SELECTED EXCERPT:
....

The man, a 62-year-old Clinton Township resident, has not been charged and authorities were awaiting toxicology results from an autopsy performed on the body of the 31-year-old woman who died.
Police said the man and his 92-year-old mother spend their winters in Arizona and were returning to Michigan with a 31-year-old woman with whom the man said he had had a romantic relationship.
When officers arrived Tuesday at his son's home in Warren, just north of Detroit, the man was weeping on the curb and his mother was in her wheelchair in the back of the van. The dead woman's corpse was in the front passenger seat wearing a seat belt and sunglasses.
"She obviously had been dead for at least 24 hours in screeching heat," said Warren Police Commissioner Jere Green.
Police did not release the names of the man or the dead woman.
Their 1,700-mile journey began Sunday in the Phoenix area after the woman checked herself out of a mental health facility there. At some point the woman, who had a history of substance abuse problems, may have taken oxycodone, Green said.
"They stopped in Flagstaff and she went in to use the bathroom," Green said. "We're guessing she might have overdosed."
Green said the driver later tried to wake her but discovered her body was cold and presumed that she had died. He did an Internet search on his cellphone and later told police he read something about having 48 hours to take a corpse to a medical examiner or morgue.
As their macabre journey continued, someone at the mental health facility in Arizona called the woman's cellphone to check on her.
"It's a courtesy call," Green said. "He answers and said, 'She can't talk. ... She's dead.'"
The caller told him to immediately contact police. The driver didn't and later told investigators he was afraid police would arrest them and seize his van.
The facility filed a missing persons report and police contacted the driver, who met them Tuesday. The man has not been arrested and the case is under investigation.
The man gave police explanations for his actions, "which made sense to him," Green said. But "was he committing a crime or was it stupidity?"

....

Copy the part of the news story about the van trip from Arizona to Michigan between "The man, a 62-year-old" and "a romantic relationship.", inclusive.

....

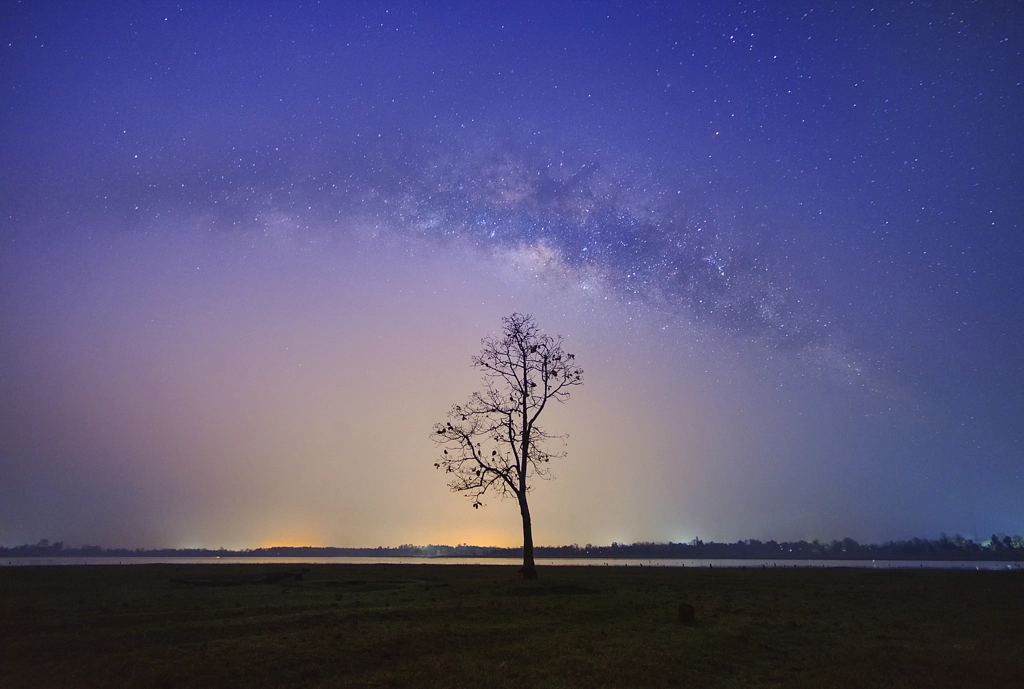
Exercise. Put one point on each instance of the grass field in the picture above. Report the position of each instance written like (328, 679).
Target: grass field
(433, 626)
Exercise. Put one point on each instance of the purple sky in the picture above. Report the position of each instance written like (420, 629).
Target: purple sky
(248, 252)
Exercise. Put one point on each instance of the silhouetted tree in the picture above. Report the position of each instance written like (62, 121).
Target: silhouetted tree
(493, 442)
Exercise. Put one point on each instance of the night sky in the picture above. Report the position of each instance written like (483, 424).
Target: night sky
(247, 251)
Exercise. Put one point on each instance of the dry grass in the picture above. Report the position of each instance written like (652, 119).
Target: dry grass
(427, 626)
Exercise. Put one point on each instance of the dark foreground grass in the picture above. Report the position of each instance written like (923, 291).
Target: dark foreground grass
(427, 626)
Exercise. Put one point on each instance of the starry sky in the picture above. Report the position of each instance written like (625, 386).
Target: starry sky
(247, 251)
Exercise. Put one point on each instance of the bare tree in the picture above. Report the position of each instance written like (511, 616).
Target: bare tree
(493, 442)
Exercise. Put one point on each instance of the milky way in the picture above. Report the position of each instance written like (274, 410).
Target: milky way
(248, 253)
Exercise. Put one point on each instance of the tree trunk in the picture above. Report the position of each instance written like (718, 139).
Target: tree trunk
(528, 568)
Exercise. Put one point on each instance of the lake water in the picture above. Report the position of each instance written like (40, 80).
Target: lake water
(541, 562)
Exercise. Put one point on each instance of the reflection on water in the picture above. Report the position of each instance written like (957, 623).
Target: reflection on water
(572, 562)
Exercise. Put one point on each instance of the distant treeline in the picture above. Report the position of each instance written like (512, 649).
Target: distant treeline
(945, 548)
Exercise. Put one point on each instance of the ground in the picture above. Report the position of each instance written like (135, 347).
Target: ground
(478, 626)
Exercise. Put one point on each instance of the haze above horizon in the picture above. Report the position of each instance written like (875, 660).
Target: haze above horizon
(248, 252)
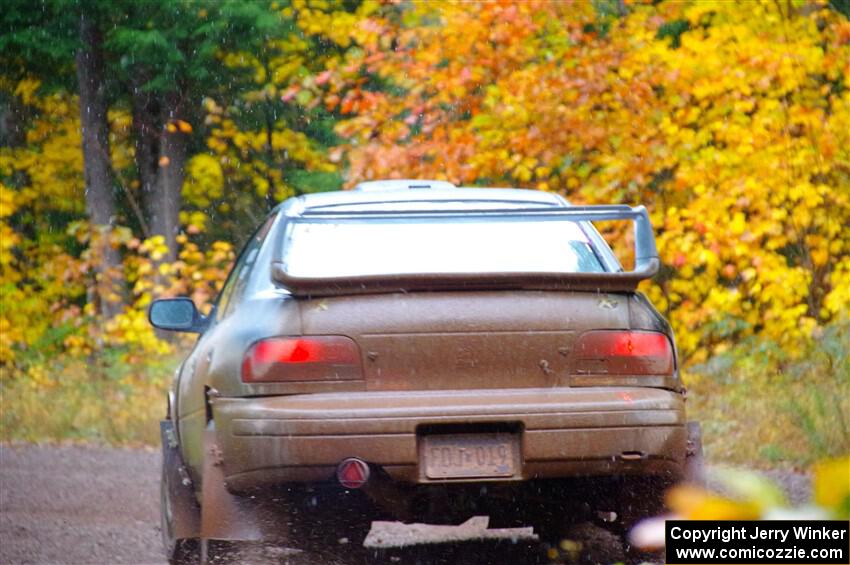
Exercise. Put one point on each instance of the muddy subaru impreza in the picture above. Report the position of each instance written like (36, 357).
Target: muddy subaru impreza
(443, 351)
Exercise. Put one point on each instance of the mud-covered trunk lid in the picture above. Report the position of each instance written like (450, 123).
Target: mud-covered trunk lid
(460, 340)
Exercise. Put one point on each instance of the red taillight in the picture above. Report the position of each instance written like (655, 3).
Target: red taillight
(624, 353)
(313, 358)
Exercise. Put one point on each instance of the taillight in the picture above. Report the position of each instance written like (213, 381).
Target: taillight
(614, 352)
(308, 358)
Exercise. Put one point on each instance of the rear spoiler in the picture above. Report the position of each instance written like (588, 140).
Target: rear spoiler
(647, 262)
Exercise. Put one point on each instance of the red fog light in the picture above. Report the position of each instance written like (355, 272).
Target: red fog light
(352, 473)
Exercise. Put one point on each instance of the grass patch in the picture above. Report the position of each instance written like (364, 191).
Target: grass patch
(102, 400)
(761, 409)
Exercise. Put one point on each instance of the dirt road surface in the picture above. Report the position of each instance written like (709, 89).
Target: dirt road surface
(91, 505)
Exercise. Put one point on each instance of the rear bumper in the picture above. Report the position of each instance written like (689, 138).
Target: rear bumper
(564, 431)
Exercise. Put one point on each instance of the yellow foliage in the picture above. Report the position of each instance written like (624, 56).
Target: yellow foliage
(737, 138)
(832, 483)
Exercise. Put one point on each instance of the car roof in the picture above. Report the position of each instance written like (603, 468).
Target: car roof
(421, 198)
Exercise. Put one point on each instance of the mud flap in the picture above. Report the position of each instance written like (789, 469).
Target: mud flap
(228, 517)
(694, 462)
(185, 512)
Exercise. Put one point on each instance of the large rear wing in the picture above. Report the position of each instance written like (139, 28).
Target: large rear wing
(647, 262)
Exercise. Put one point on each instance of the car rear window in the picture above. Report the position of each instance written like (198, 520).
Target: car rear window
(339, 248)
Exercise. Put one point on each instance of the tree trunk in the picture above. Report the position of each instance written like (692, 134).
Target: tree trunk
(146, 128)
(100, 200)
(165, 197)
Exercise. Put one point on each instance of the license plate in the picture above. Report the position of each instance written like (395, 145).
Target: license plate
(460, 456)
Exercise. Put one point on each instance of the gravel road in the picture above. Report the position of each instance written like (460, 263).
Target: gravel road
(89, 505)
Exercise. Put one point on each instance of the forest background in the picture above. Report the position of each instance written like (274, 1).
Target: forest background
(141, 142)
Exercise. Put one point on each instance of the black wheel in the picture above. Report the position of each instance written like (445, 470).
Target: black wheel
(177, 551)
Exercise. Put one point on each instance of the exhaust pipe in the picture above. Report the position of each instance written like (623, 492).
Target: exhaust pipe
(352, 473)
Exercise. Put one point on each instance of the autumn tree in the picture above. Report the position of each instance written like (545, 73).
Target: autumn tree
(734, 134)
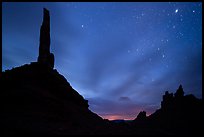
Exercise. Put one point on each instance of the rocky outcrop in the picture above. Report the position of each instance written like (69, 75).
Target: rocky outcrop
(45, 57)
(179, 115)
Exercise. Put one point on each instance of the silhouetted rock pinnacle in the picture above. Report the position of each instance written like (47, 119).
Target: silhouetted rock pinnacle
(45, 57)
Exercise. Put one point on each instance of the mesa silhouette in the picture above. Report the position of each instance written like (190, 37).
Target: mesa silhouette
(38, 100)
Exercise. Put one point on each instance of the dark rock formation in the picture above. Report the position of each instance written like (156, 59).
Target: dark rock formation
(141, 116)
(178, 115)
(45, 57)
(38, 100)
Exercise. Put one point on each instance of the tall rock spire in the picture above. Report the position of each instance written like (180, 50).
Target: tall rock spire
(45, 57)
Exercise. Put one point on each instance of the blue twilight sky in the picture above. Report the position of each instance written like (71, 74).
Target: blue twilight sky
(122, 57)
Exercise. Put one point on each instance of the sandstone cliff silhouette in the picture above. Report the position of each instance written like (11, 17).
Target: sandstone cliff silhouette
(178, 115)
(37, 100)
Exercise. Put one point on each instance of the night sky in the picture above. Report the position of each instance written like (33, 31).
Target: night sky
(122, 57)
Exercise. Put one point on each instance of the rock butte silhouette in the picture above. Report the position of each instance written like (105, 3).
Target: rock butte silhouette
(37, 100)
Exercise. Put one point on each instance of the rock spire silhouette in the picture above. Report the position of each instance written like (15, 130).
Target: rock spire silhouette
(45, 57)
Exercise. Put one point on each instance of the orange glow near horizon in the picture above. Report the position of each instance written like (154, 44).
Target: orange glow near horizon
(119, 117)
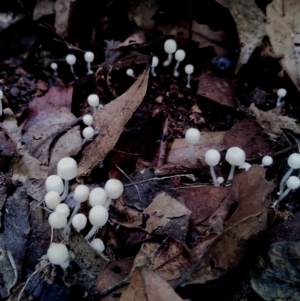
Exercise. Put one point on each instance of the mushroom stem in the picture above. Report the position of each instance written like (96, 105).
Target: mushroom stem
(176, 73)
(231, 173)
(168, 61)
(192, 158)
(213, 175)
(91, 233)
(283, 180)
(66, 190)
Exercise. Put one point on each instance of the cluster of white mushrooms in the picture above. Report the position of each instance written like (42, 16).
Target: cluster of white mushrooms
(99, 200)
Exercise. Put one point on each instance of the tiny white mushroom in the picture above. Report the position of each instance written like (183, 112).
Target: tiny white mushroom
(54, 183)
(179, 57)
(170, 47)
(1, 108)
(89, 57)
(235, 156)
(97, 197)
(154, 64)
(212, 158)
(79, 221)
(280, 93)
(54, 68)
(67, 170)
(130, 72)
(189, 69)
(63, 208)
(294, 163)
(113, 188)
(266, 161)
(52, 199)
(292, 183)
(93, 101)
(58, 254)
(88, 119)
(98, 217)
(192, 136)
(71, 60)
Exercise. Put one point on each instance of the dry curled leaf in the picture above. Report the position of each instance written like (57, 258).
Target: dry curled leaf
(111, 121)
(273, 123)
(283, 28)
(146, 285)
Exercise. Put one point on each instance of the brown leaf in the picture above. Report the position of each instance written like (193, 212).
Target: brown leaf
(145, 285)
(247, 135)
(283, 28)
(178, 150)
(273, 123)
(249, 20)
(249, 192)
(217, 89)
(162, 209)
(111, 121)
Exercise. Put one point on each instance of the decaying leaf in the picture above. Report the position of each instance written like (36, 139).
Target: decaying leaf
(146, 285)
(248, 194)
(283, 27)
(217, 89)
(247, 135)
(273, 123)
(111, 121)
(178, 150)
(249, 20)
(275, 276)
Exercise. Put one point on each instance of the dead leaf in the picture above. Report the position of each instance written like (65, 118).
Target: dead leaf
(111, 121)
(247, 135)
(217, 89)
(249, 194)
(178, 150)
(273, 123)
(249, 20)
(145, 285)
(283, 28)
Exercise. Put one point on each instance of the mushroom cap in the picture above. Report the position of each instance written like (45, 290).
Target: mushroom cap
(129, 72)
(81, 193)
(57, 220)
(293, 182)
(212, 157)
(71, 59)
(89, 56)
(281, 92)
(88, 132)
(113, 188)
(170, 46)
(155, 61)
(63, 208)
(189, 69)
(235, 156)
(54, 183)
(93, 100)
(179, 55)
(53, 66)
(98, 245)
(57, 253)
(294, 161)
(192, 136)
(267, 160)
(52, 199)
(97, 197)
(88, 119)
(98, 216)
(67, 168)
(79, 221)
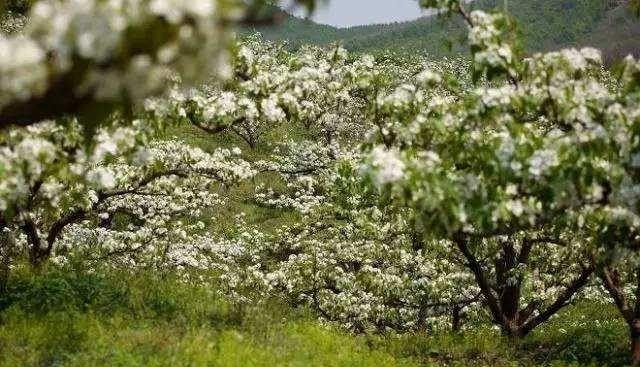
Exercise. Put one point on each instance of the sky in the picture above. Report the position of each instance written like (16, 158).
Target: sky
(347, 13)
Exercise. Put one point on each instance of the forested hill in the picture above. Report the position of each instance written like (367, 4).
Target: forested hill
(545, 24)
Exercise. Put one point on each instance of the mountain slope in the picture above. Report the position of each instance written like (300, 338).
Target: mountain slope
(545, 25)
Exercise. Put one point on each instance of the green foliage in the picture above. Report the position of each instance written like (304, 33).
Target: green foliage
(66, 317)
(544, 24)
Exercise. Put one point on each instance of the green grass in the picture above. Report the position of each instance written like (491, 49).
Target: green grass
(71, 317)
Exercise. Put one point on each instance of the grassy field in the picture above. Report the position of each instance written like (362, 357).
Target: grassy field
(72, 317)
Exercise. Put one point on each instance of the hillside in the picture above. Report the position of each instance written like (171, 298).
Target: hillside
(545, 25)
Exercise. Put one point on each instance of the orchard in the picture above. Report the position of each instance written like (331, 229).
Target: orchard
(496, 190)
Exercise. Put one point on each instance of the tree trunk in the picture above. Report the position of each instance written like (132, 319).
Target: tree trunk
(456, 319)
(635, 342)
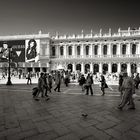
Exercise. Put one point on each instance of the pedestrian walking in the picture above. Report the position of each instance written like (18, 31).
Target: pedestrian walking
(46, 87)
(41, 85)
(66, 80)
(89, 82)
(57, 81)
(128, 88)
(103, 85)
(50, 80)
(29, 78)
(120, 83)
(137, 80)
(82, 81)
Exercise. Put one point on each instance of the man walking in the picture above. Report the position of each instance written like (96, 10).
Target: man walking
(89, 82)
(128, 88)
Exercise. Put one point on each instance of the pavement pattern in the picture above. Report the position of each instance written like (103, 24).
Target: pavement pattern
(60, 118)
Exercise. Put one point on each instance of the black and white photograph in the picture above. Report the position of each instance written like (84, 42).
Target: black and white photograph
(69, 70)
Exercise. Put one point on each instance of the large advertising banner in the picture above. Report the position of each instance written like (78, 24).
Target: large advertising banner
(17, 50)
(32, 50)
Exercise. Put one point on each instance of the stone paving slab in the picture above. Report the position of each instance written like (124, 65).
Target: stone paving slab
(60, 118)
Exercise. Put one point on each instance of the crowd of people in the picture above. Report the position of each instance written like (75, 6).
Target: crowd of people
(127, 85)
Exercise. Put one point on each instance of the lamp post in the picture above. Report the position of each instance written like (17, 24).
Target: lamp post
(9, 67)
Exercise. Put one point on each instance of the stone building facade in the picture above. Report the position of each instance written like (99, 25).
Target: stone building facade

....

RESULT OF THE TASK:
The man, a 62-year-old Clinton Township resident, has not been charged and authorities were awaiting toxicology results from an autopsy performed on the body of the 31-year-old woman who died.
Police said the man and his 92-year-old mother spend their winters in Arizona and were returning to Michigan with a 31-year-old woman with whom the man said he had had a romantic relationship.